• EXERCISE REQUIREMENTS
The full set of records is to be reproduced verbatim.

[[ EXERCISE INPUTS open ]]

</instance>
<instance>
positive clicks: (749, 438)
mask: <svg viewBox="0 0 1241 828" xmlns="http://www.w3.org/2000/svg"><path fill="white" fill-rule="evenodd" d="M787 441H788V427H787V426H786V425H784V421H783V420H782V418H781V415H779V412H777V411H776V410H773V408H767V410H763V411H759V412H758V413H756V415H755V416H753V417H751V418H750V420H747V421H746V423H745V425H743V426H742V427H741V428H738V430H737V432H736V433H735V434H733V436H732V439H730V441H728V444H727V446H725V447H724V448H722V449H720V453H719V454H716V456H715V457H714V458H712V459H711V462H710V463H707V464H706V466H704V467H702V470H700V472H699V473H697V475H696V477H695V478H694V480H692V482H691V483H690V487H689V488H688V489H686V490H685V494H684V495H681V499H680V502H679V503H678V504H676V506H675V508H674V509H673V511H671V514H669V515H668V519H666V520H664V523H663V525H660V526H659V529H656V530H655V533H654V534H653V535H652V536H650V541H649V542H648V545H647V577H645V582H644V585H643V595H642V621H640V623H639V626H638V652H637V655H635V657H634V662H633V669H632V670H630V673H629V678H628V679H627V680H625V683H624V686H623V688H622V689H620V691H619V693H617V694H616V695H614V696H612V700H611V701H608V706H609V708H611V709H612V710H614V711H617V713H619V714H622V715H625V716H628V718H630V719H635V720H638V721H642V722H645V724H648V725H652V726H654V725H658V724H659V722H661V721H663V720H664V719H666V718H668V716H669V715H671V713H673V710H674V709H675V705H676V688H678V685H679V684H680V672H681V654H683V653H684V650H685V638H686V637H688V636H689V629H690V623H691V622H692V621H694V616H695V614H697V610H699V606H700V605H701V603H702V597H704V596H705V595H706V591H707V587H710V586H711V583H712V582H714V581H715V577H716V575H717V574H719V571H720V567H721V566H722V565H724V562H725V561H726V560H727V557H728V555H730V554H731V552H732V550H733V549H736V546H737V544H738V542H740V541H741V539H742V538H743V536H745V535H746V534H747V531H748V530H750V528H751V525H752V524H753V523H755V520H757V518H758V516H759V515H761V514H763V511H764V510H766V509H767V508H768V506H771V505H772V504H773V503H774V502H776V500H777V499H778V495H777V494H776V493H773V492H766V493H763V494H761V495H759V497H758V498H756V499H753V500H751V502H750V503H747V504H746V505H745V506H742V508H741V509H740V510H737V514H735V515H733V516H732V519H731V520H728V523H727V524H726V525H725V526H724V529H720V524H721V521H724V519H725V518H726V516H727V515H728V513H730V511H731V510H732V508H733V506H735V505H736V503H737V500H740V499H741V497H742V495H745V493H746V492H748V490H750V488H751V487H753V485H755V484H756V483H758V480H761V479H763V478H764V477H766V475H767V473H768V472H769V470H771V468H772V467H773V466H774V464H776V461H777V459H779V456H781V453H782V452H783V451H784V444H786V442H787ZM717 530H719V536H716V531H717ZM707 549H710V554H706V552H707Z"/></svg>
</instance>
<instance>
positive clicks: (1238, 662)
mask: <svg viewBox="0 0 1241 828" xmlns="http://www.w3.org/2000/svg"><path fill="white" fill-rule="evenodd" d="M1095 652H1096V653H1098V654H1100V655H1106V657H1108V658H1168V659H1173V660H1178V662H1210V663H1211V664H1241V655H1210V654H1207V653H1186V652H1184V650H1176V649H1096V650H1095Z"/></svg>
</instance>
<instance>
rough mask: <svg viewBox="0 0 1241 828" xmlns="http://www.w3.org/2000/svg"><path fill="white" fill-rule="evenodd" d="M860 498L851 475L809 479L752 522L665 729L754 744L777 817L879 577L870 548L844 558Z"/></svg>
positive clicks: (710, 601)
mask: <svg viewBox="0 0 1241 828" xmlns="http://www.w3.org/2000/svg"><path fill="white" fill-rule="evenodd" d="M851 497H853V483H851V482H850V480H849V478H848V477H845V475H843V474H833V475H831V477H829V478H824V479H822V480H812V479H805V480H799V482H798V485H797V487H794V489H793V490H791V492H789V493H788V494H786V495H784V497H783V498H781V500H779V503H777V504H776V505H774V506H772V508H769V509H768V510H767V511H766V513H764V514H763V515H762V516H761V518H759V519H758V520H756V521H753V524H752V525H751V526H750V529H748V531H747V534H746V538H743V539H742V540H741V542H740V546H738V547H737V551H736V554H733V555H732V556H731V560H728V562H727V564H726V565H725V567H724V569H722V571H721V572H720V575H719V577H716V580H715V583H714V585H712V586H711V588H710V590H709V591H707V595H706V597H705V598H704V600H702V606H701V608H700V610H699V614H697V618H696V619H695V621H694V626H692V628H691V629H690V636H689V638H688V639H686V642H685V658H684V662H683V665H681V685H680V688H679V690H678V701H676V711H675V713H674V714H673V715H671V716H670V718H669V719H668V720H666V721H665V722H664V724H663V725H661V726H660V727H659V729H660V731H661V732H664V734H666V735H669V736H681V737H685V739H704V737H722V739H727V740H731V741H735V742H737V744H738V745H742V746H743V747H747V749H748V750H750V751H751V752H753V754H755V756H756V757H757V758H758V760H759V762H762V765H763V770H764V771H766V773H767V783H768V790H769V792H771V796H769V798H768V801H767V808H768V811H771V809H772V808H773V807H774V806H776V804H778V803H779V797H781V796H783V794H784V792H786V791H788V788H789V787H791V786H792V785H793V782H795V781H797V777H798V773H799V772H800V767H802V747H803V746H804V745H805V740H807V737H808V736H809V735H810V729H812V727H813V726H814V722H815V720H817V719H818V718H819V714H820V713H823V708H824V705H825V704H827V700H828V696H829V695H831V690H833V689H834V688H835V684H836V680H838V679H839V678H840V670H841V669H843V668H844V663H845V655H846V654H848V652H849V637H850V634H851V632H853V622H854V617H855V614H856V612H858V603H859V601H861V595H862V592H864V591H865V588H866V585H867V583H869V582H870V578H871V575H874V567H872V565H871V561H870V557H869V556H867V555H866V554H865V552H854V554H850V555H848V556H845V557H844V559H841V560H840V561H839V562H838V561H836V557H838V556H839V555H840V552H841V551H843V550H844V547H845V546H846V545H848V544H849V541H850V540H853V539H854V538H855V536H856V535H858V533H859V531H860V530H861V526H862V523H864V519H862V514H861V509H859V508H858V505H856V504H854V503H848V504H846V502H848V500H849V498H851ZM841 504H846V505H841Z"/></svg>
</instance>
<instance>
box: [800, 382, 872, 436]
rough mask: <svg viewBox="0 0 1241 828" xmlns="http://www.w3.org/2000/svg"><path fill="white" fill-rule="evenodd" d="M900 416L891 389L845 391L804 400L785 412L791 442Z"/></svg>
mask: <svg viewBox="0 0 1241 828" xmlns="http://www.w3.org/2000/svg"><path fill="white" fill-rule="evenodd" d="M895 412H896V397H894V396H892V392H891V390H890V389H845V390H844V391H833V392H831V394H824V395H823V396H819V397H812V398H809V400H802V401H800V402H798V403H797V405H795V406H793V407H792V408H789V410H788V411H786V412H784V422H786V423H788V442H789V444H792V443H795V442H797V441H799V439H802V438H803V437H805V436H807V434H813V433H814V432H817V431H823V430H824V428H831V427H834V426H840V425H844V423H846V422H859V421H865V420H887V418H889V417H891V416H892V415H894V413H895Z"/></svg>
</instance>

[[ EXERCISE INPUTS closed ]]

• ANSWER BELOW
</instance>
<instance>
positive clicks: (749, 438)
mask: <svg viewBox="0 0 1241 828" xmlns="http://www.w3.org/2000/svg"><path fill="white" fill-rule="evenodd" d="M787 441H788V427H787V426H786V425H784V421H783V420H782V418H781V415H779V412H777V411H776V410H773V408H767V410H763V411H759V412H758V413H756V415H755V416H753V417H751V418H750V420H747V421H746V423H745V425H743V426H742V427H741V428H738V430H737V432H736V433H735V434H733V436H732V439H730V441H728V444H727V446H725V447H724V448H722V449H720V453H719V454H716V456H715V457H714V458H712V459H711V462H710V463H707V464H706V466H704V467H702V470H700V472H699V473H697V475H696V477H695V478H694V480H692V482H691V483H690V487H689V488H688V489H686V490H685V494H684V495H681V499H680V502H679V503H678V504H676V506H675V508H674V509H673V511H671V514H669V515H668V519H666V520H664V523H663V525H660V526H659V529H656V530H655V533H654V534H653V535H652V536H650V541H649V542H648V545H647V577H645V582H644V585H643V595H642V621H640V623H639V626H638V652H637V655H635V657H634V662H633V669H632V670H630V673H629V678H628V679H627V680H625V683H624V686H623V688H622V689H620V691H619V693H617V694H616V695H614V696H612V700H611V701H608V706H609V708H611V709H612V710H614V711H617V713H619V714H622V715H625V716H628V718H630V719H635V720H638V721H642V722H645V724H648V725H652V726H654V725H658V724H659V722H661V721H663V720H664V719H666V718H668V716H669V715H671V713H673V710H674V709H675V705H676V688H678V685H679V684H680V672H681V654H683V653H684V650H685V638H686V637H688V636H689V629H690V623H691V622H692V621H694V616H695V614H697V610H699V606H700V605H701V603H702V597H704V596H705V595H706V591H707V587H710V586H711V583H712V582H714V581H715V577H716V575H717V574H719V571H720V567H721V566H722V565H724V562H725V561H726V560H727V557H728V555H730V554H731V552H732V550H733V549H736V546H737V544H738V542H740V541H741V539H742V538H743V536H745V535H746V534H747V531H748V530H750V528H751V525H752V524H753V523H755V520H757V518H758V516H759V515H761V514H763V511H764V510H766V509H767V508H768V506H771V505H772V504H773V503H774V502H776V500H777V499H778V495H777V494H776V493H773V492H766V493H763V494H761V495H759V497H758V498H756V499H753V500H751V502H750V503H747V504H746V505H745V506H742V508H741V509H740V510H737V514H735V515H733V516H732V519H731V520H728V523H727V524H726V525H725V526H724V529H720V524H721V521H724V519H725V518H726V516H727V515H728V513H730V511H731V510H732V508H733V506H735V505H736V503H737V500H740V499H741V497H742V495H745V493H746V492H748V490H750V488H751V487H753V485H755V484H756V483H758V480H761V479H763V478H764V477H766V475H767V473H768V472H769V470H771V468H772V467H773V466H774V464H776V461H777V459H779V456H781V453H782V452H783V451H784V444H786V442H787ZM717 530H719V536H716V531H717ZM707 549H710V554H706V552H707Z"/></svg>
</instance>
<instance>
positive clicks: (1238, 662)
mask: <svg viewBox="0 0 1241 828" xmlns="http://www.w3.org/2000/svg"><path fill="white" fill-rule="evenodd" d="M1095 652H1096V653H1098V654H1100V655H1106V657H1108V658H1168V659H1173V660H1178V662H1210V663H1211V664H1241V655H1210V654H1207V653H1186V652H1184V650H1176V649H1096V650H1095Z"/></svg>
</instance>
<instance>
rough mask: <svg viewBox="0 0 1241 828" xmlns="http://www.w3.org/2000/svg"><path fill="white" fill-rule="evenodd" d="M860 498L851 475L809 479L752 522L665 729L754 744L777 817L879 577L870 548L844 558Z"/></svg>
positive clicks: (710, 601)
mask: <svg viewBox="0 0 1241 828" xmlns="http://www.w3.org/2000/svg"><path fill="white" fill-rule="evenodd" d="M851 497H853V483H851V482H850V480H849V478H848V477H845V475H843V474H833V475H831V477H829V478H824V479H822V480H812V479H805V480H799V482H798V485H797V487H794V489H793V490H791V492H789V493H788V494H786V495H784V497H783V498H781V500H779V503H777V504H776V505H774V506H772V508H769V509H768V510H767V511H766V513H764V514H763V515H762V516H761V518H759V519H758V520H756V521H753V524H752V525H751V526H750V529H748V531H747V534H746V538H743V539H742V540H741V542H740V546H738V547H737V551H736V554H733V555H732V556H731V560H728V562H727V564H726V565H725V567H724V569H722V571H721V572H720V575H719V577H716V580H715V583H714V585H712V586H711V588H710V590H709V591H707V595H706V597H705V598H704V600H702V606H701V608H700V610H699V614H697V618H696V619H695V621H694V626H692V628H691V629H690V636H689V638H688V639H686V642H685V658H684V662H683V665H681V685H680V688H679V690H678V701H676V711H675V713H674V714H673V715H671V716H670V718H669V719H668V720H666V721H665V722H664V724H663V725H661V726H660V727H659V729H660V731H661V732H664V734H666V735H669V736H681V737H685V739H704V737H722V739H727V740H731V741H735V742H737V744H738V745H742V746H743V747H747V749H748V750H750V751H751V752H753V754H755V756H756V757H757V758H758V760H759V762H762V765H763V770H764V771H766V773H767V783H768V790H769V792H771V796H769V798H768V801H767V808H768V811H771V809H772V808H773V807H774V806H776V804H778V803H779V797H781V796H783V794H784V792H786V791H788V788H789V787H791V786H792V785H793V782H795V781H797V777H798V773H799V772H800V767H802V747H803V746H804V745H805V740H807V737H808V736H809V735H810V729H812V727H813V726H814V722H815V720H817V719H818V718H819V714H820V713H823V708H824V705H825V704H827V700H828V696H829V695H831V690H833V689H834V688H835V684H836V680H838V679H839V678H840V670H841V669H843V668H844V663H845V655H846V654H848V652H849V637H850V634H851V632H853V622H854V617H855V614H856V612H858V603H859V601H861V595H862V592H864V591H865V588H866V585H867V583H869V582H870V578H871V575H874V567H872V565H871V561H870V557H869V556H867V555H866V554H865V552H854V554H850V555H848V556H845V557H844V559H841V560H840V561H839V562H838V561H836V557H838V556H839V555H840V552H841V551H843V550H844V547H845V546H846V545H848V544H849V541H850V540H853V539H854V538H855V536H856V535H858V533H859V531H860V530H861V526H862V523H864V519H862V514H861V509H859V508H858V505H856V504H854V503H848V504H846V502H848V500H849V498H851ZM841 504H846V505H841Z"/></svg>
</instance>
<instance>
box: [800, 382, 872, 436]
rough mask: <svg viewBox="0 0 1241 828" xmlns="http://www.w3.org/2000/svg"><path fill="white" fill-rule="evenodd" d="M900 416L891 389L845 391L804 400L785 412L791 442Z"/></svg>
mask: <svg viewBox="0 0 1241 828" xmlns="http://www.w3.org/2000/svg"><path fill="white" fill-rule="evenodd" d="M895 412H896V397H894V396H892V392H891V390H890V389H845V390H844V391H833V392H831V394H824V395H823V396H819V397H812V398H809V400H802V401H800V402H798V403H797V405H795V406H793V407H792V408H789V410H788V411H786V412H784V422H786V423H788V442H789V444H792V443H795V442H797V441H799V439H802V438H803V437H805V436H807V434H813V433H814V432H817V431H823V430H824V428H831V427H834V426H840V425H844V423H846V422H859V421H865V420H887V418H889V417H891V416H892V415H894V413H895Z"/></svg>
</instance>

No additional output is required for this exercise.